Some of us use notebooks just for the pretty default data frame formatting and because it's all the government lets us install.


HeyItsRaFromNZ

I hear you. I've taught in a lot of these environments. Some of the weird hoops and restrictions led to a certain amount of creativity. For example, teaching web-scraping at a (US) government department. The lecture component went fine, we were all interacting fine with [commonly used, uncontroversial site #1]. It took a while (too long, in hindsight) to figure out why the lab wasn't working out: no access to innocuous site #2


nickeltini

My notebooks run linearly but I leave errors in there and then completely rewrite the solved code in the following cell because I’m actually taking notes but these notebooks are not published to my GitHub obv


HeyItsRaFromNZ

Exactly!


FleetAdmiralFader

>left with the down-sides of using a notebook (version control, formatting, automation, production integration). I've worked in the industry for long enough and been to enough conferences to know that these are no longer limitations of using notebooks. For example, the vast majority of Netflix's internal data platform uses notebooks. Have you ever heard of papermill?


HeyItsRaFromNZ

Sure thing, I'm not saying that these will necessarily be noticeable issues in the future. The tooling and support for notebooks has been constantly improving, which is great to see. They're far easier to install, use and deploy than they used to be. Papermill is great, but it requires a higher level of institutional buy-in, which I haven't really seen yet (I teach and consult in this space full-time for a wide variety of clients). I'm also happy to see extensions like nb-black, too help with formatting. Unfortunately, relatively speaking, the users aware of linters etc are less likely to need them!

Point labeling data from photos
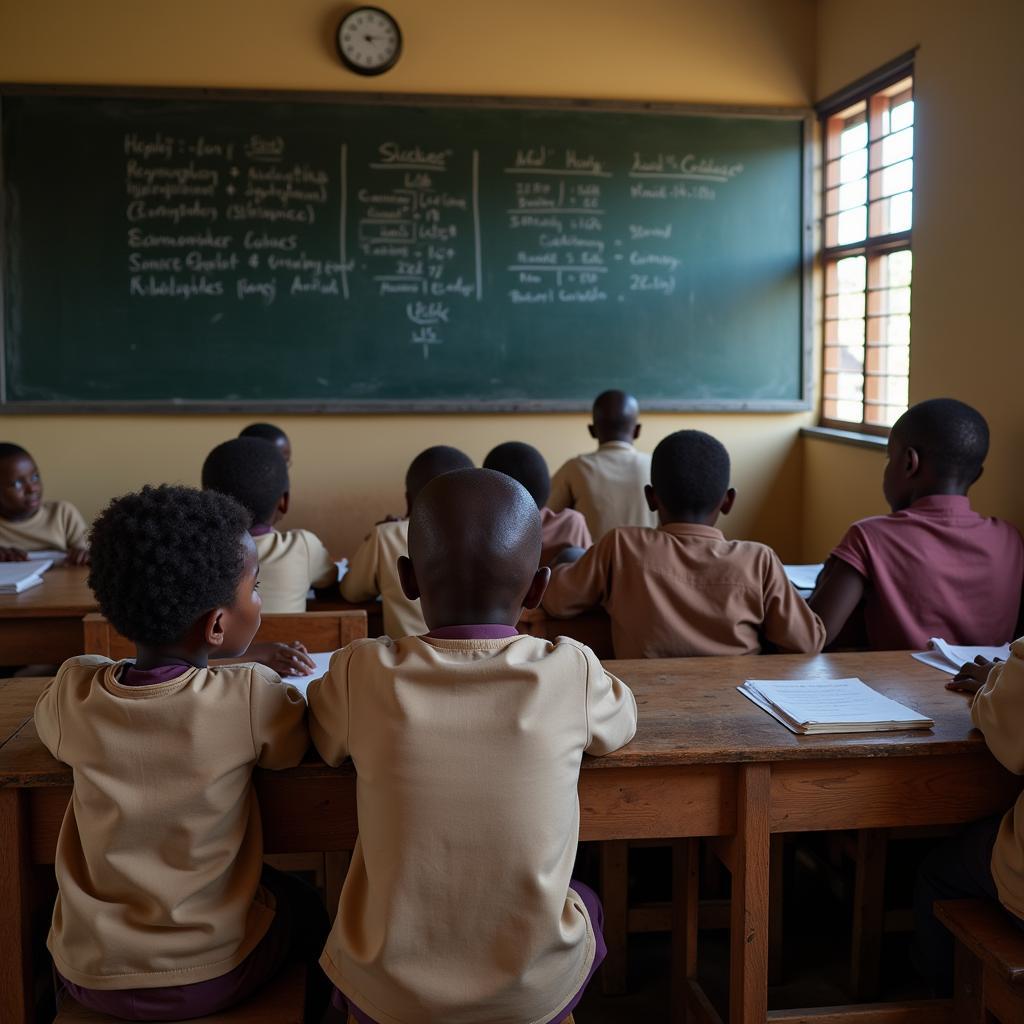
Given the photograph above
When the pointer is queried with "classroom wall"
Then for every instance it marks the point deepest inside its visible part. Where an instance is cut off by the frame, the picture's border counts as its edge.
(969, 216)
(348, 470)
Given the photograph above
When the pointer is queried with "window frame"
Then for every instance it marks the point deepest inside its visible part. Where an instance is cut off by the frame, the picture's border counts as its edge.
(861, 90)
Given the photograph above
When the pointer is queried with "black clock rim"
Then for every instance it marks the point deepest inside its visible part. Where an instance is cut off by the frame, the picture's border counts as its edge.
(358, 69)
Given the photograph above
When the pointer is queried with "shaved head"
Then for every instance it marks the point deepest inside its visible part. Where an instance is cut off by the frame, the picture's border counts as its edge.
(615, 416)
(474, 544)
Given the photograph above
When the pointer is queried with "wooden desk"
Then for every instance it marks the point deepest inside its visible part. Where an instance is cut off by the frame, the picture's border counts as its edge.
(706, 762)
(43, 626)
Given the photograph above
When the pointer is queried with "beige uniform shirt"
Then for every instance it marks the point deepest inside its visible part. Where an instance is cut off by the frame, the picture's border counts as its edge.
(290, 563)
(561, 529)
(56, 526)
(161, 849)
(684, 590)
(606, 486)
(998, 712)
(373, 571)
(457, 905)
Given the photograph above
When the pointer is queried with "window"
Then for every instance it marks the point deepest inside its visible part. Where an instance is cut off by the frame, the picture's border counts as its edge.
(867, 218)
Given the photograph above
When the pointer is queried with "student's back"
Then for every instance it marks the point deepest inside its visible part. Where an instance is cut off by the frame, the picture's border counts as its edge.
(607, 485)
(933, 567)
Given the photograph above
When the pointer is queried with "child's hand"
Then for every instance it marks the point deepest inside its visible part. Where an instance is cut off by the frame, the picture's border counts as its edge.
(286, 658)
(971, 677)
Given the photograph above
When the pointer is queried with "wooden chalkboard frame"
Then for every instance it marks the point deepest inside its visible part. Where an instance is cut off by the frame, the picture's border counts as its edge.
(803, 115)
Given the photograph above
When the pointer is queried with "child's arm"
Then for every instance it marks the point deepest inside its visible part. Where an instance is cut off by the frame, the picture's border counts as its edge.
(328, 698)
(998, 710)
(576, 588)
(840, 590)
(278, 717)
(788, 625)
(361, 582)
(611, 709)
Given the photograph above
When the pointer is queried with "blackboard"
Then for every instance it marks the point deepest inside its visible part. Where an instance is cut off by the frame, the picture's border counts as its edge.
(308, 252)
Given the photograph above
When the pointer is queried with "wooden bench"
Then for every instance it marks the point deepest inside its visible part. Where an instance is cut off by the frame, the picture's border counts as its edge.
(281, 1000)
(989, 972)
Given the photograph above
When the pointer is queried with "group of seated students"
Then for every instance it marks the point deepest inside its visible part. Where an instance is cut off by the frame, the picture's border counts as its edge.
(467, 737)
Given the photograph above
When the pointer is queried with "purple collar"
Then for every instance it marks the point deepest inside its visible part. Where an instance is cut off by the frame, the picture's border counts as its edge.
(486, 631)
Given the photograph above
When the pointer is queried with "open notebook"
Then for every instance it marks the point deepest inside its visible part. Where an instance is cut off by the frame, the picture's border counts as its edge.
(948, 657)
(808, 707)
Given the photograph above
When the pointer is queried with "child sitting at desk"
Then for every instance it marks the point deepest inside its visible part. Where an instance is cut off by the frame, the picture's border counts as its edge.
(558, 529)
(276, 436)
(933, 567)
(29, 523)
(459, 903)
(165, 909)
(683, 589)
(987, 859)
(606, 485)
(373, 570)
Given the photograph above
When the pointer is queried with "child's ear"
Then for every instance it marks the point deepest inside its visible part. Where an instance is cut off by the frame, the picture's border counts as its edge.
(537, 588)
(407, 577)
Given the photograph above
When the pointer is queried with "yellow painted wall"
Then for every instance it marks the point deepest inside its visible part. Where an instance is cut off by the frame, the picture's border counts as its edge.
(969, 217)
(348, 470)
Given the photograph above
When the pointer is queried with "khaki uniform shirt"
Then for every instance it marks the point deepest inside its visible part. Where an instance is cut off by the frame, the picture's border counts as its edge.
(606, 486)
(290, 563)
(56, 526)
(160, 852)
(684, 590)
(373, 571)
(998, 712)
(457, 905)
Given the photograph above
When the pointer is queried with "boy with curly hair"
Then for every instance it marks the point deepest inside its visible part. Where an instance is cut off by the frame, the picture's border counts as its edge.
(165, 909)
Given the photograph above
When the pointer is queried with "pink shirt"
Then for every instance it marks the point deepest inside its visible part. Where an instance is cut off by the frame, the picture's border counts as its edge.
(937, 569)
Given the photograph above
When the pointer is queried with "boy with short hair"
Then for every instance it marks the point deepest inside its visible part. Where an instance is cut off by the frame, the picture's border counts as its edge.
(558, 529)
(933, 567)
(373, 570)
(467, 743)
(607, 485)
(683, 589)
(165, 909)
(254, 473)
(29, 523)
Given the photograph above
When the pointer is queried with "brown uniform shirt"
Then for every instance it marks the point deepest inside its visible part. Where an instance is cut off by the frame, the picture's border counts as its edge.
(684, 590)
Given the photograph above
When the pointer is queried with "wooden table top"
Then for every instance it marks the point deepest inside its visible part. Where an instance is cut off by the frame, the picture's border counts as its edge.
(690, 713)
(62, 592)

• Exercise brief: Write out the stretch of the notebook thread from "FleetAdmiralFader" through "heard of papermill?". The rows are material of their own, apart from the notebook thread.

• Answer for the task:
FleetAdmiralFader

>left with the down-sides of using a notebook (version control, formatting, automation, production integration). I've worked in the industry for long enough and been to enough conferences to know that these are no longer limitations of using notebooks. For example, the vast majority of Netflix's internal data platform uses notebooks. Have you ever heard of papermill?